Items from a dataset:

+---+

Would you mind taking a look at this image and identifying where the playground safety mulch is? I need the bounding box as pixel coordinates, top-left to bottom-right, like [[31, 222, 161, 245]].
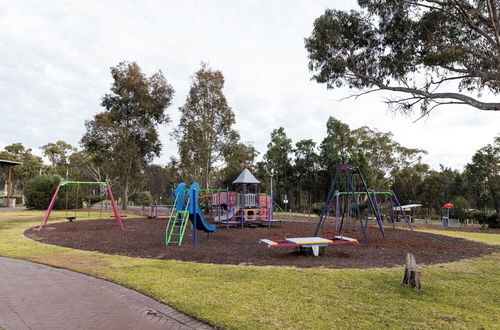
[[25, 219, 499, 268]]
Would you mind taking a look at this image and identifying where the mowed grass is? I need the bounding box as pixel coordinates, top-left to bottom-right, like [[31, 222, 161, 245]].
[[0, 211, 500, 329]]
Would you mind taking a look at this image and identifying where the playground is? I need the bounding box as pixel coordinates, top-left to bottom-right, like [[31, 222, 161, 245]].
[[25, 219, 495, 268]]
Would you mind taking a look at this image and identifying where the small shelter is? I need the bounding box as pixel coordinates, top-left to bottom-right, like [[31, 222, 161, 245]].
[[0, 159, 23, 207]]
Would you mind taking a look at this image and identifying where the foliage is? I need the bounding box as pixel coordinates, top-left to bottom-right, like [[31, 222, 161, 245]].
[[305, 0, 500, 115], [0, 143, 44, 189], [471, 211, 500, 228], [23, 175, 85, 210], [173, 63, 239, 188], [81, 62, 174, 209], [264, 127, 293, 204], [130, 191, 153, 206], [451, 196, 470, 223], [40, 140, 76, 176], [465, 136, 500, 213]]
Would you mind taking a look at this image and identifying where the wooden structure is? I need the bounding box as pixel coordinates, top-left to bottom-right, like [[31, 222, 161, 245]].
[[0, 159, 23, 207], [403, 253, 422, 290]]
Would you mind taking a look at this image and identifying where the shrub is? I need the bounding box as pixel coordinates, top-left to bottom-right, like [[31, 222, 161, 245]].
[[130, 191, 153, 206], [24, 175, 61, 209], [24, 175, 84, 210], [472, 211, 500, 228], [451, 196, 470, 223], [311, 202, 325, 214], [486, 213, 500, 228]]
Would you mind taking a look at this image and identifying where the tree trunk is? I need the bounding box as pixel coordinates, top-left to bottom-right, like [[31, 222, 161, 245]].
[[122, 175, 129, 210], [403, 253, 422, 290]]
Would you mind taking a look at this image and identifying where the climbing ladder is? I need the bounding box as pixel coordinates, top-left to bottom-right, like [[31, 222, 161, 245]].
[[165, 198, 190, 245]]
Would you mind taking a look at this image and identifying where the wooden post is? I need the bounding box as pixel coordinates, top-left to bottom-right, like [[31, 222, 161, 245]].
[[403, 253, 421, 290], [4, 166, 15, 207]]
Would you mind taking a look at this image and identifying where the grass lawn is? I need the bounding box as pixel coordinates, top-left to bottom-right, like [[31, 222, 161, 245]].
[[0, 211, 500, 329]]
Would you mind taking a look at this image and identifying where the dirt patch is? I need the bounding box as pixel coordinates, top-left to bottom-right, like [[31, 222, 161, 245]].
[[25, 219, 498, 268]]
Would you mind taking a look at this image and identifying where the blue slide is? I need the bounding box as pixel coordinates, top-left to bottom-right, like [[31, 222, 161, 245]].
[[184, 182, 217, 233]]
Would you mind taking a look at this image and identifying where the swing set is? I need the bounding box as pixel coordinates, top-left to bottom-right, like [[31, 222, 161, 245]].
[[314, 164, 413, 247], [38, 180, 125, 230]]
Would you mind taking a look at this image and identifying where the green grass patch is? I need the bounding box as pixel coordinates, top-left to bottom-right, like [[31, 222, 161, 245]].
[[0, 211, 500, 329], [415, 228, 500, 245]]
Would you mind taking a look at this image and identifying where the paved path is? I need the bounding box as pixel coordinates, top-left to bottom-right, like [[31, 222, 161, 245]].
[[0, 257, 210, 330]]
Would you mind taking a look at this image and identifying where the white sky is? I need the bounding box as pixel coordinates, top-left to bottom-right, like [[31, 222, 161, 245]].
[[0, 0, 500, 169]]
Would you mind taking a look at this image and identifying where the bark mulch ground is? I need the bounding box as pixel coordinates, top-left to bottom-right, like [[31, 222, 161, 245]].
[[25, 219, 498, 268]]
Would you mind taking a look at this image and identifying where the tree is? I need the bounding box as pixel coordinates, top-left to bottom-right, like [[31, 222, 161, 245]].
[[319, 117, 356, 176], [173, 63, 239, 188], [392, 163, 429, 204], [451, 196, 470, 223], [81, 62, 174, 209], [40, 140, 76, 176], [305, 0, 500, 115], [0, 143, 44, 189], [352, 126, 426, 190], [294, 139, 319, 210], [264, 127, 293, 205], [465, 136, 500, 213]]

+---+

Task to carry out: Recast all of the lines above as a JSON list of strings, one string per line, leaving out blank lines and the pictures.

Exercise response:
[
  "Would you mind taking a look at this image and identifying where the playground safety mulch is? I need the bounding box as pixel coordinates, top-left to bottom-right, like [[31, 222, 161, 245]].",
  "[[25, 219, 499, 268]]",
  "Would you mind taking a look at this image and identifying where the mowed grass is? I need the bounding box as pixel coordinates, top-left to bottom-right, like [[31, 222, 161, 245]].",
  "[[0, 211, 500, 329]]",
  "Would you mind taking a look at this image and identifying where the playground is? I need the bounding box as pixel coordinates, top-left to bottom-right, like [[31, 222, 161, 245]].",
  "[[25, 219, 495, 268]]",
  "Would you mind taking a look at this image and identifying where the small shelter is? I need the bounding box as pixel coordinates, top-left to bottom-right, like [[31, 222, 161, 245]].",
  "[[0, 159, 23, 207]]",
  "Would you mind taking a look at this image and identifying where the foliage is? I need the bounding box as pixel coordinates, top-left to bottom-right, like [[31, 222, 161, 245]].",
  "[[305, 0, 500, 115], [0, 143, 44, 189], [471, 211, 500, 228], [23, 175, 85, 210], [173, 63, 239, 188], [81, 62, 174, 209], [264, 127, 293, 204], [130, 191, 153, 206], [451, 196, 470, 223], [40, 140, 76, 176], [465, 136, 500, 213]]",
  "Would you mind taking a look at this image and identifying where the wooden structure is? I need the bounding box as pixel coordinates, top-left to bottom-right, like [[31, 222, 161, 245]].",
  "[[0, 159, 23, 207], [403, 253, 422, 290]]",
  "Would you mind taking a look at this image and identifying where the shrub is? I need the bounding box as pixel coordinates, top-left to bottom-right, like [[31, 222, 161, 245]].",
  "[[130, 191, 153, 206], [24, 175, 61, 209], [24, 175, 84, 210], [472, 211, 500, 228], [451, 196, 470, 223], [311, 202, 325, 214], [486, 213, 500, 228]]",
  "Would you mind taking a look at this image and identifying where the tree trunk is? I need the bounding box as pixel coordinates, top-left to bottom-right, like [[31, 222, 161, 245]].",
  "[[122, 175, 129, 210], [403, 253, 422, 290]]",
  "Would you mind taking a look at this image and identifying where the climbing ladder is? I need the bounding box as pixel coordinates, top-left to bottom-right, like [[31, 222, 161, 245]].",
  "[[165, 198, 190, 245]]",
  "Would you mind taking a look at this image and identifying where the wooden post is? I need the bounding box as pixel coordinates, top-left to bottom-right, like [[31, 222, 161, 245]].",
  "[[403, 253, 421, 290], [4, 166, 15, 207]]",
  "Would you mind taking a look at this image and identifying where the grass lawn is? I need the bounding box as pixel coordinates, top-left to bottom-right, like [[31, 222, 161, 245]].",
  "[[0, 211, 500, 329]]",
  "Would you mind taking a look at this image and identifying where the dirt patch is? I need the bounding box as pixel coordinates, top-left to bottom-right, like [[31, 222, 161, 245]].",
  "[[25, 219, 498, 268]]",
  "Would you mind taking a look at this image and identifying where the blue slide is? I need the bounding box as pixel coordinates, top-left to bottom-right, like [[31, 222, 161, 245]].",
  "[[184, 182, 217, 233]]",
  "Would you mind taking a look at this image and identifying where the swing set is? I need the bounding box as pixel coordinates, top-left to bottom-right, like [[31, 222, 161, 245]].",
  "[[314, 164, 413, 247], [38, 180, 125, 230]]",
  "Would you mind taking a look at this image and identifying where the green grass patch is? I need the bounding box as pixel coordinates, top-left to bottom-right, like [[31, 222, 161, 245]].",
  "[[0, 211, 500, 329], [415, 228, 500, 245]]",
  "Would you mind taking a look at this image and identifying where the paved path is? I need the bounding box as pixel coordinates, top-left to bottom-right, like [[31, 222, 161, 245]].",
  "[[0, 257, 210, 330]]",
  "Would you mind taking a look at this image and identifying where the white sky is? I need the bounding box as pixel coordinates, top-left to bottom-right, like [[31, 222, 161, 245]].",
  "[[0, 0, 500, 169]]",
  "Would you mind taking a look at this image and identifying where the bark mulch ground is? I need the bounding box as pixel coordinates, top-left to bottom-right, like [[31, 222, 161, 245]].",
  "[[25, 219, 498, 268]]",
  "Would you mind taking a look at this image and identifying where the tree is? I need the bounding box as pixel coordinates, top-left to bottom-right, like [[31, 222, 161, 245]].",
  "[[319, 117, 356, 176], [173, 63, 239, 188], [392, 163, 429, 204], [451, 196, 470, 223], [81, 62, 174, 209], [40, 140, 76, 176], [305, 0, 500, 115], [0, 143, 44, 189], [352, 126, 426, 190], [294, 139, 319, 210], [264, 127, 293, 205], [465, 136, 500, 213]]"
]